§ Document excerpt
========================================================================

# How long do I leave light on?



## Soda507 (Feb 20, 2010)

I know I have seen this question posted before but I can not seem to locate it on the threads. How long should I leave my tank light on? The tank is a 46 gal bowfront with sandstone rock with holes in it. I have one large fake plant in it as well. Thanks in advance.


----------



## LSBoost (Jan 21, 2010)

What fish? does the tank get any natural lighting (or is it in a dark basement)? If the tank has natural lighting I would only turn the light on one hour a day or as much as you need to view the fish.


----------



## moto_master (Jun 23, 2006)

Unless you have plants or coral, light is just a luxury. If there's any light in the room my fish wake up and are ready for food. So turn on the light when ever you want to look at the fish; when you wake up, or get home from work/school, etc. Just remember that Algae feeds off of Nitrates and light, so if you do start getting algae problems then you will need to do more water changes, or cut back on the light (preferably do more water changes).


----------



## Lowryder (Feb 12, 2010)

I have my lights on a 12\12 cycle, never had an algae problem yet.


----------



## upthecreek (Dec 27, 2009)

Lights 12/12 ..whats the use of setting up a tank if you leave your lights off ?


----------



## LSBoost (Jan 21, 2010)

Why leave it on if you're not there to see the fish?


----------



## jordan_101 (Mar 21, 2010)

========================================================================

§ Exercise task A
Reproduce every one of the locate rows below verbatim, from the first through the last.

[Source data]
========================================================================

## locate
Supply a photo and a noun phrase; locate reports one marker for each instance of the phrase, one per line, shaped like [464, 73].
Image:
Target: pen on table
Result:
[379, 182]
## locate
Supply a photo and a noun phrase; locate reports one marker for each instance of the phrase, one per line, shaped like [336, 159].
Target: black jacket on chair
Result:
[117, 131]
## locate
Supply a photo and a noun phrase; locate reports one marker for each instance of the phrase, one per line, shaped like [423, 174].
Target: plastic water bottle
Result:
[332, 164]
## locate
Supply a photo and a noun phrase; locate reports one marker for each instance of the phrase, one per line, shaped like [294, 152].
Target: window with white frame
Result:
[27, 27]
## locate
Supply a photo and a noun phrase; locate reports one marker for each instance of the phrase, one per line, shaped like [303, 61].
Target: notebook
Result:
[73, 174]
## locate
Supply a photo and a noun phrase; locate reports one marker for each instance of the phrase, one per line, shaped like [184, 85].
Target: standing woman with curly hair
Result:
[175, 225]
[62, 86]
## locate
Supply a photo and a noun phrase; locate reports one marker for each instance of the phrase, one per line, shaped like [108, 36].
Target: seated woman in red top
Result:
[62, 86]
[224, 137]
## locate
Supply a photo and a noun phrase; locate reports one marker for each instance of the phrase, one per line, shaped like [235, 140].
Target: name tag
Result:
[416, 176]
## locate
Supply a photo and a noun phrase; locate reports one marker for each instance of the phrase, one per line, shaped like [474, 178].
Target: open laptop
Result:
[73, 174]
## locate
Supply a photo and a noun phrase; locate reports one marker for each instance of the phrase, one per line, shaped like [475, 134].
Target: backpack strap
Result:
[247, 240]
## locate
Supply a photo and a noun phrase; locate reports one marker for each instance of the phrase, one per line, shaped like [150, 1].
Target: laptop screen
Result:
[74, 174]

========================================================================

§ Exercise task B
Carry on the forum thread about how long to leave an aquarium light on, starting right after its final line.

§ Final answer A
## locate
Supply a photo and a noun phrase; locate reports one marker for each instance of the phrase, one per line, shaped like [464, 73].
Image:
Target: pen on table
Result:
[379, 182]
## locate
Supply a photo and a noun phrase; locate reports one marker for each instance of the phrase, one per line, shaped like [336, 159].
Target: black jacket on chair
Result:
[117, 131]
## locate
Supply a photo and a noun phrase; locate reports one marker for each instance of the phrase, one per line, shaped like [423, 174].
Target: plastic water bottle
Result:
[332, 164]
## locate
Supply a photo and a noun phrase; locate reports one marker for each instance of the phrase, one per line, shaped like [294, 152].
Target: window with white frame
Result:
[27, 27]
## locate
Supply a photo and a noun phrase; locate reports one marker for each instance of the phrase, one per line, shaped like [303, 61].
Target: notebook
Result:
[73, 174]
## locate
Supply a photo and a noun phrase; locate reports one marker for each instance of the phrase, one per line, shaped like [184, 85].
Target: standing woman with curly hair
Result:
[175, 225]
[62, 86]
## locate
Supply a photo and a noun phrase; locate reports one marker for each instance of the phrase, one per line, shaped like [108, 36].
Target: seated woman in red top
Result:
[62, 86]
[224, 137]
## locate
Supply a photo and a noun phrase; locate reports one marker for each instance of the phrase, one per line, shaped like [235, 140].
Target: name tag
Result:
[416, 176]
## locate
Supply a photo and a noun phrase; locate reports one marker for each instance of the phrase, one per line, shaped like [474, 178].
Target: open laptop
Result:
[73, 174]
## locate
Supply a photo and a noun phrase; locate reports one marker for each instance of the phrase, one per line, shaped like [475, 134].
Target: backpack strap
Result:
[247, 240]
## locate
Supply a photo and a noun phrase; locate reports one marker for each instance of the phrase, one per line, shaped like [150, 1].
Target: laptop screen
Result:
[74, 174]

§ Final answer B
I find 10 on and 14 off is good don't have alge problems and I find it helped my fish to open up to me cuz when I left the light of all the time and turned it on jus to look at them they were affraid to come out from hiding and now that I use 10on and 14 off they never hide from me even if I was to scare them


----------



## fmueller (Jan 11, 2004)

Life plants benefit from lights for about 8h per day. More intense light during that period will give you more plant growths. I find 1.5wpg of 6500K light ideal for my setups without CO2 and fertilizers.

Algae can benefit from light pretty much 24x7. The longer you leave the lights on, the more algae you will grow. Of course depending on your fish, they might appreciate some algae as food source - mbuna and tropheus come to mind.

Leaving plants and algae aside, how long you leave on the lights is really a question of personal preference. Your cichlids won't care much about light, but some species are more active during the day and others during the night. As others have described, you can influence their behavior somewhat via the lighting.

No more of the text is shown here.